Input for this task:
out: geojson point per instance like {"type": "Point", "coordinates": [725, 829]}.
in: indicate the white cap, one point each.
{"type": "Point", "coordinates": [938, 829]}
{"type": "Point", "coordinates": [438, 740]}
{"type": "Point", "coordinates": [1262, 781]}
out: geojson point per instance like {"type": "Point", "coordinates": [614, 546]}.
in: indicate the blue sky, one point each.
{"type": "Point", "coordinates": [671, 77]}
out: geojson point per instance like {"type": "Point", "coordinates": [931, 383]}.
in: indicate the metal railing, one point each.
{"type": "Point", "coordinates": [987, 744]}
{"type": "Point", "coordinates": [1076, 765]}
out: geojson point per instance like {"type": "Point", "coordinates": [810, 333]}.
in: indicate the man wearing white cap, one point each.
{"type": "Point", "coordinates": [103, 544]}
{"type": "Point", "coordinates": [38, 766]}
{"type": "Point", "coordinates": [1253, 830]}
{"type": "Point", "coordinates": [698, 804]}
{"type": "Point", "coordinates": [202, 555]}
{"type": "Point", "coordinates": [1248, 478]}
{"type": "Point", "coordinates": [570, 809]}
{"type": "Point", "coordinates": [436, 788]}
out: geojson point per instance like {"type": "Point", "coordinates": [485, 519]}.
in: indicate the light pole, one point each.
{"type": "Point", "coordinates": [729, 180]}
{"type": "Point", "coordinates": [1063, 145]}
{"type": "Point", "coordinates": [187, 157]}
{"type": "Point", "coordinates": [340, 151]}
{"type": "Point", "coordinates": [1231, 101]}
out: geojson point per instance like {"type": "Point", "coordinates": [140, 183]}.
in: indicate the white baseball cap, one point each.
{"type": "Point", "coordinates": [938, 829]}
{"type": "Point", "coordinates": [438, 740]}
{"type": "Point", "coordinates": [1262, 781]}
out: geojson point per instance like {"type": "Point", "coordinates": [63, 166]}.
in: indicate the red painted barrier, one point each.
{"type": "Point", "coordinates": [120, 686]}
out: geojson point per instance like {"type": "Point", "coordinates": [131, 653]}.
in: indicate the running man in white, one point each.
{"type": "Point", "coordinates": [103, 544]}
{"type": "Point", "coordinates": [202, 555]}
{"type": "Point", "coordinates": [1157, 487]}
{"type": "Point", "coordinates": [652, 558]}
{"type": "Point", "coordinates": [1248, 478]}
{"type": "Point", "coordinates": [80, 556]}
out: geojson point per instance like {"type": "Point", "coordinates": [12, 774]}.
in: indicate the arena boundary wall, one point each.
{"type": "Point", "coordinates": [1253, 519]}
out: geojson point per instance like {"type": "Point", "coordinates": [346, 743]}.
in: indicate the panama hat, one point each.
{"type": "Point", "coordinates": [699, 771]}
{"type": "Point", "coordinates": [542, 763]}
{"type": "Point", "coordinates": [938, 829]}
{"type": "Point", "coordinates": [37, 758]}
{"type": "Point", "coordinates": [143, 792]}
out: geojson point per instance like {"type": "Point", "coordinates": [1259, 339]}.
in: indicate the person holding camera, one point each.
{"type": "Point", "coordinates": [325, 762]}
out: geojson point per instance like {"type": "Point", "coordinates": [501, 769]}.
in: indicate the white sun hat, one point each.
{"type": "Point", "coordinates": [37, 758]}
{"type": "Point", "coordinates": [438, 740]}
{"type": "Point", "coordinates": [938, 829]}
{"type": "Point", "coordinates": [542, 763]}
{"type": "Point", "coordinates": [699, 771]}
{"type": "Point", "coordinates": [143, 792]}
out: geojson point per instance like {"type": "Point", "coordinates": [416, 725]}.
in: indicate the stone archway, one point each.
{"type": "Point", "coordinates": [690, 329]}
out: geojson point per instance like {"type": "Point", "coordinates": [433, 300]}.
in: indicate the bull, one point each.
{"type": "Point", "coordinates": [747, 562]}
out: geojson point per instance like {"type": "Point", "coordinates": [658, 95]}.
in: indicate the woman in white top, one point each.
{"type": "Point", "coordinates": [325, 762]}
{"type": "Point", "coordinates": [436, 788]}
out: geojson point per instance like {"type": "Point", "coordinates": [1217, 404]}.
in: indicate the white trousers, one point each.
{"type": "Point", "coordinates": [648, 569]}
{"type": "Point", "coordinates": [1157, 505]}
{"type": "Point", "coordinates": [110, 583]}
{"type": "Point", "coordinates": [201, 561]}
* * *
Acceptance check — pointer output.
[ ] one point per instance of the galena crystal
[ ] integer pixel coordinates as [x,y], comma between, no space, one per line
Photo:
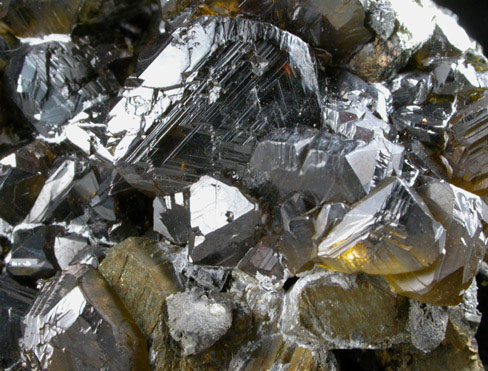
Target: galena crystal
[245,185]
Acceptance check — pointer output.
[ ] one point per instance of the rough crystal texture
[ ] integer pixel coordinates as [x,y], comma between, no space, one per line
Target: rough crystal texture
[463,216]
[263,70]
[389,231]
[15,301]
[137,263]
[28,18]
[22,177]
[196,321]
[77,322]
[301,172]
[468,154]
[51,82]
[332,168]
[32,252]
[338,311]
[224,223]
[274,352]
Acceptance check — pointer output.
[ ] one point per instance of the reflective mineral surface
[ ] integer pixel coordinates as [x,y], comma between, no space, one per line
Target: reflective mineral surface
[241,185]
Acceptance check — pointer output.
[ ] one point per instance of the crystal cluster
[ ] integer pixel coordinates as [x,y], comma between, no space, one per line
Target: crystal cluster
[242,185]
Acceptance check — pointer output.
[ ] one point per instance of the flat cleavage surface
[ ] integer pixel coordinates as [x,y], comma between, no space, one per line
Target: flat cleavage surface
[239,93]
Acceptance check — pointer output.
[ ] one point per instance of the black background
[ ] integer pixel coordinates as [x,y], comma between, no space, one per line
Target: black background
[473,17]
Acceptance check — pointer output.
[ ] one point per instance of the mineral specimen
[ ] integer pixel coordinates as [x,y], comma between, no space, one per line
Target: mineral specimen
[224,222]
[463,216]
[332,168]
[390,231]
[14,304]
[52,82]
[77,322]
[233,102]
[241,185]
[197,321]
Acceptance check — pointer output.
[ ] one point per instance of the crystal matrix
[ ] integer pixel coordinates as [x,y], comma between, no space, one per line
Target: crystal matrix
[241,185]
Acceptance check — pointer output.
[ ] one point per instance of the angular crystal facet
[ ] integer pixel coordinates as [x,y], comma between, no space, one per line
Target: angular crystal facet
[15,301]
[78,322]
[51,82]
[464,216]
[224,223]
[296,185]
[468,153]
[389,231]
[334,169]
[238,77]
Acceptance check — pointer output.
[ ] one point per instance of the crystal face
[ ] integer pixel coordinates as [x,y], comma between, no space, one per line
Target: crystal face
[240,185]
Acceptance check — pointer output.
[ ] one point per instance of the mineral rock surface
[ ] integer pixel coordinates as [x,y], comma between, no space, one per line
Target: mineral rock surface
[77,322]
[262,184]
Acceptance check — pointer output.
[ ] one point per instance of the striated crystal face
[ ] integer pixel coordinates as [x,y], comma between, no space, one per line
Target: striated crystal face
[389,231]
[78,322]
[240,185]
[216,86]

Work to complete: Extract from the listing above every line that contains the word "specimen", copying each line in full.

Response below:
[ ] one point per instance of the mineral specimen
Target: mineral specimen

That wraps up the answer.